### Problem description
Return each line of the records below that contains the string "stone". Case counts.

— begin Records provided —

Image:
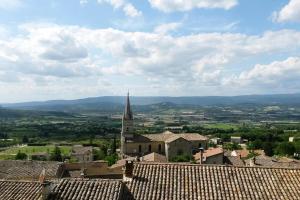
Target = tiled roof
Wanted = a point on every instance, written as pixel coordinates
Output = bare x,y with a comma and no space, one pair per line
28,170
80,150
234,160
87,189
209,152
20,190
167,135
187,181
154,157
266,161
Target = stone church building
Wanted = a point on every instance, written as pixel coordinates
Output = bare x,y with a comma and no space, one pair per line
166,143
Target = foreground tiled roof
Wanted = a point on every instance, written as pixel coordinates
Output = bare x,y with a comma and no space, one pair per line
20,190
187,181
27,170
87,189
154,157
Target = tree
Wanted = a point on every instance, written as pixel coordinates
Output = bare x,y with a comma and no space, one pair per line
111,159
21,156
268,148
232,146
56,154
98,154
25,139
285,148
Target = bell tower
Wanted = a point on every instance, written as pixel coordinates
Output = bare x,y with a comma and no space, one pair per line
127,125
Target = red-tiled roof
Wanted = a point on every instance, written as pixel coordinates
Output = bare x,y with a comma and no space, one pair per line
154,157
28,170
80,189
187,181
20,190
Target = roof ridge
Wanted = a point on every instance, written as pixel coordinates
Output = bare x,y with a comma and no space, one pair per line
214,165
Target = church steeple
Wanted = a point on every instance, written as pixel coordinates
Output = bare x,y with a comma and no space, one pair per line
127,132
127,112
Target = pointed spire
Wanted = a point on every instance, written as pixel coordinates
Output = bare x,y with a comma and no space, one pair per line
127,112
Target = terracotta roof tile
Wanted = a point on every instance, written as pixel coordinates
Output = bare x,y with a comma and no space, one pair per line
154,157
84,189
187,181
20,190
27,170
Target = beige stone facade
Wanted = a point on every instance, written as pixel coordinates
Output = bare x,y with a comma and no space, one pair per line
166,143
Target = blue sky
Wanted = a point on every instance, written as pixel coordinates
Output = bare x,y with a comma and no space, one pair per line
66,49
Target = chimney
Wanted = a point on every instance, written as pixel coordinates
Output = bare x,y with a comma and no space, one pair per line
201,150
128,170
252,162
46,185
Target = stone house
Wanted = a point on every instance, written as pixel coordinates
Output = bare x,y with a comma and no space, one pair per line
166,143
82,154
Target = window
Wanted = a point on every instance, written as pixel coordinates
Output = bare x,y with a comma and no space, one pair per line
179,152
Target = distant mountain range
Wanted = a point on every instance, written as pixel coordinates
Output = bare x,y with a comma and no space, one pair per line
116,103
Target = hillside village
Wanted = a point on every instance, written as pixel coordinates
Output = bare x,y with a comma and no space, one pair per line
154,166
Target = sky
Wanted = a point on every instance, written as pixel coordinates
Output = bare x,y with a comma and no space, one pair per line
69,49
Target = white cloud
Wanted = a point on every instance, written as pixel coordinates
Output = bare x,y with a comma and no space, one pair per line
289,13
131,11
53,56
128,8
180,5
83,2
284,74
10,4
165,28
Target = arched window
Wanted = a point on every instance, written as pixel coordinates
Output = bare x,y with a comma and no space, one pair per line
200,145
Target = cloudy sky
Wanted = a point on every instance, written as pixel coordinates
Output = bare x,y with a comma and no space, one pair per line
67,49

— end Records provided —
— begin Records provided —

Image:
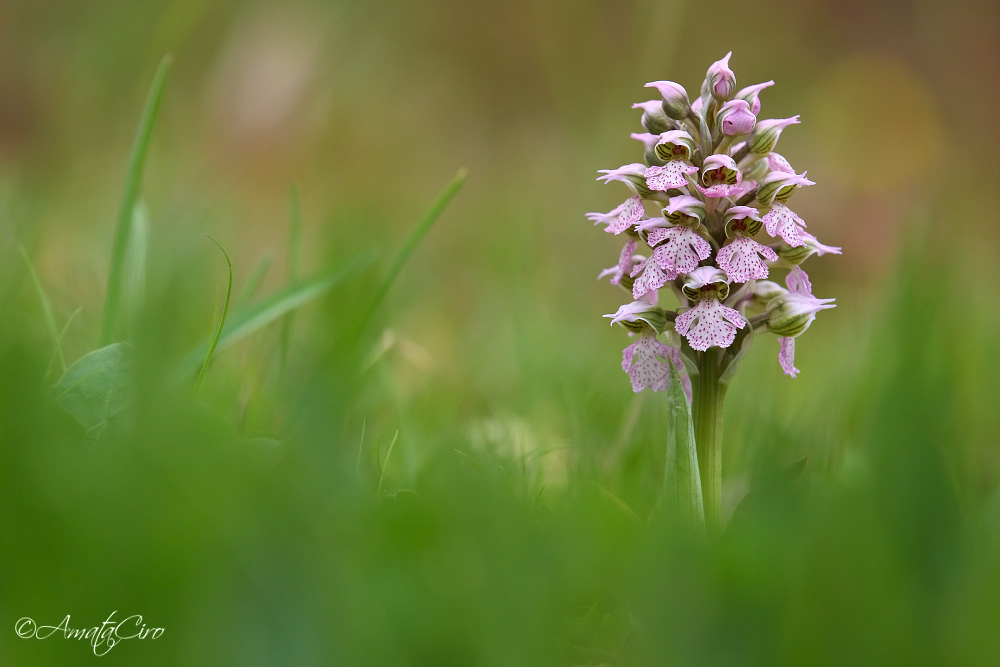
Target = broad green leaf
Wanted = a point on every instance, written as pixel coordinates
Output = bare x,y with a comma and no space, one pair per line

— end Records provided —
— begin Records provided —

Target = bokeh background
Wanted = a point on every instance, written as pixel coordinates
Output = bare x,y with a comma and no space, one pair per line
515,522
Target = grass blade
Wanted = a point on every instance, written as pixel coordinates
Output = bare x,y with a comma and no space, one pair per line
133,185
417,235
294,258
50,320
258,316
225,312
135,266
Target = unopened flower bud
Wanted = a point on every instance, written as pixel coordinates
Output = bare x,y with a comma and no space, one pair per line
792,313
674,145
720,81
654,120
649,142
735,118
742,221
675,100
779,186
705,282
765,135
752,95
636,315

— end Records provided —

### Reply
Target = stone church building
Target = beige stone facade
Target = stone house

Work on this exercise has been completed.